▸ **Task instructions**
Identify every line in the items that contains the string "industrial" and copy each such line. Case counts.

--------------------

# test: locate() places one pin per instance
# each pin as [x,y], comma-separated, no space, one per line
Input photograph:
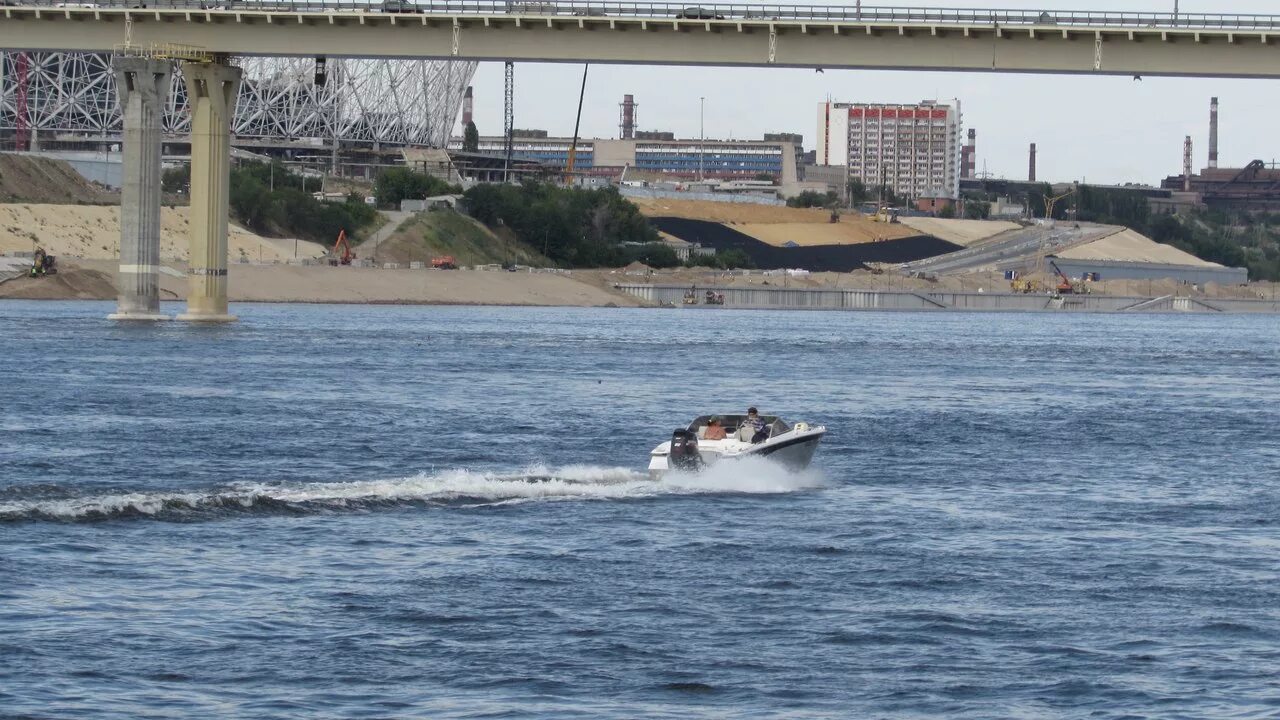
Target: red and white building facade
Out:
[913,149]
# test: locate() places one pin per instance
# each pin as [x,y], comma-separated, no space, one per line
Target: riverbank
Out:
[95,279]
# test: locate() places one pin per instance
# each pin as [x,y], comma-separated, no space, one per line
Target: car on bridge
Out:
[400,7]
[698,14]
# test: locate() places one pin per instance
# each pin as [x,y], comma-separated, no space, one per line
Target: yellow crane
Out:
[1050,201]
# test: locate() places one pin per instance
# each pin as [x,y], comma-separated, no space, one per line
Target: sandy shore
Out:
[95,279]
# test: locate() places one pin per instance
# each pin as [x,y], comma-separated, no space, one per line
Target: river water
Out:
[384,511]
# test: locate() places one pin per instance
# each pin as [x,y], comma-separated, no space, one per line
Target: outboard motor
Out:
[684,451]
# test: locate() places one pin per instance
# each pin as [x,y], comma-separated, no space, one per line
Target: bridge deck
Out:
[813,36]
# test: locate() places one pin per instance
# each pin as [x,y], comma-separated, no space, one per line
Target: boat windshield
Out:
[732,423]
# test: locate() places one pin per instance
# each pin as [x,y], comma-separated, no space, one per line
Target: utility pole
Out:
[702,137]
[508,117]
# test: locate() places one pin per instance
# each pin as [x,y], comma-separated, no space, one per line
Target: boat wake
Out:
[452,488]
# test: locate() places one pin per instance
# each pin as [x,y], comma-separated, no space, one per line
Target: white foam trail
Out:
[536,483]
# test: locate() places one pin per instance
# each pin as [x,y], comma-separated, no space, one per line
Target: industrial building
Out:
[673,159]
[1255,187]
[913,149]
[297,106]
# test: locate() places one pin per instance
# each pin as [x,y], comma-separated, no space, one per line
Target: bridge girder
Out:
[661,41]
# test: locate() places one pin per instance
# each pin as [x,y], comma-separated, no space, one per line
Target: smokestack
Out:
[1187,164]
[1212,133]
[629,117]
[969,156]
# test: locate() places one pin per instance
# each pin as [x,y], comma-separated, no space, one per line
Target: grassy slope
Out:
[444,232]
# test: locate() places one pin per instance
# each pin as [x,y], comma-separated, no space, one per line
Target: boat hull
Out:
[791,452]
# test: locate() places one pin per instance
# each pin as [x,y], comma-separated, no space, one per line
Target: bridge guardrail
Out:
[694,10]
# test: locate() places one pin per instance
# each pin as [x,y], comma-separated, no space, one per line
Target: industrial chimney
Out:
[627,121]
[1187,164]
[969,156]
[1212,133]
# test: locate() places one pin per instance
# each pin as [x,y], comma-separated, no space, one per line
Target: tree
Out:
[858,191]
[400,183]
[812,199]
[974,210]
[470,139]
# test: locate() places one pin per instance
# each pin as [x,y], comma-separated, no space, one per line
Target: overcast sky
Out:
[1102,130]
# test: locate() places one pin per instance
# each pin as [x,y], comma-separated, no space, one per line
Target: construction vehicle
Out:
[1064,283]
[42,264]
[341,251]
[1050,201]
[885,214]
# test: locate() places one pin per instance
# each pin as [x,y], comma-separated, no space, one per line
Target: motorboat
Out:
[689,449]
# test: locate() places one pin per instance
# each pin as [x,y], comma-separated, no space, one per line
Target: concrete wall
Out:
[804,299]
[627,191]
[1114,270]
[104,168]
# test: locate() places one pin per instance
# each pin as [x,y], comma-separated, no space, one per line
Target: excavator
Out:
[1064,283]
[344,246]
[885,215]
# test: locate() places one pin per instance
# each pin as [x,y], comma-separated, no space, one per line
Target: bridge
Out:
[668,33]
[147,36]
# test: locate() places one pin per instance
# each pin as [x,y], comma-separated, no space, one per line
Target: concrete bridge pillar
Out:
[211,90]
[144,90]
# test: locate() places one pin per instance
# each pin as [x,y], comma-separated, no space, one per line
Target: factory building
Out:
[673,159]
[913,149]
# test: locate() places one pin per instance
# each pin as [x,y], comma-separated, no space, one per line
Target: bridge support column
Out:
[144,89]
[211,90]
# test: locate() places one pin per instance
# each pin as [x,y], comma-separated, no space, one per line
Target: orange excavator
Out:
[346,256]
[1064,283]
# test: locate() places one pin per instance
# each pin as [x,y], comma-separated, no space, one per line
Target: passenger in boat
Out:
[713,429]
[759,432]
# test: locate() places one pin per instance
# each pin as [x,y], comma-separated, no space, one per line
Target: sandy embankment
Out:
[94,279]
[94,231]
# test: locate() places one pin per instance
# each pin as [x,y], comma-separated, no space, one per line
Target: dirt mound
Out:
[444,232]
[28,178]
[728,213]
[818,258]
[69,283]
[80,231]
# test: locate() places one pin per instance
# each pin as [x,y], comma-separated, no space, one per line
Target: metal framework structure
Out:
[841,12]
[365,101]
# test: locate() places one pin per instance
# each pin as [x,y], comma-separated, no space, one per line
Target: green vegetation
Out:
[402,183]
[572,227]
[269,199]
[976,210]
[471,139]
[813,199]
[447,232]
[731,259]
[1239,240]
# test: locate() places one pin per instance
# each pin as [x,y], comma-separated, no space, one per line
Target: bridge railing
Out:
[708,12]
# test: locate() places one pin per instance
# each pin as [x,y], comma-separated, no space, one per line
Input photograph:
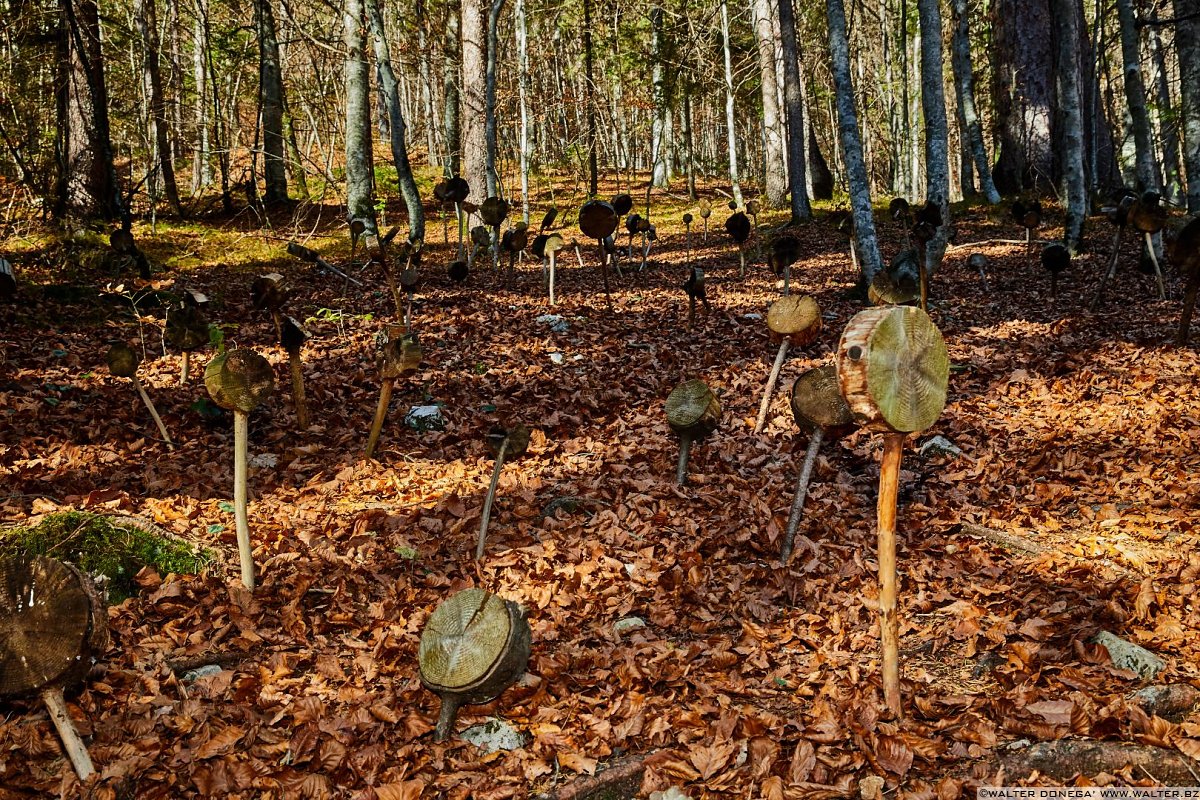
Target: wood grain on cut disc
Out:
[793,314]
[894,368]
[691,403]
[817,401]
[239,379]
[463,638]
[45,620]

--------------------

▸ **Task solution**
Target: industrial building
Target: industrial chimney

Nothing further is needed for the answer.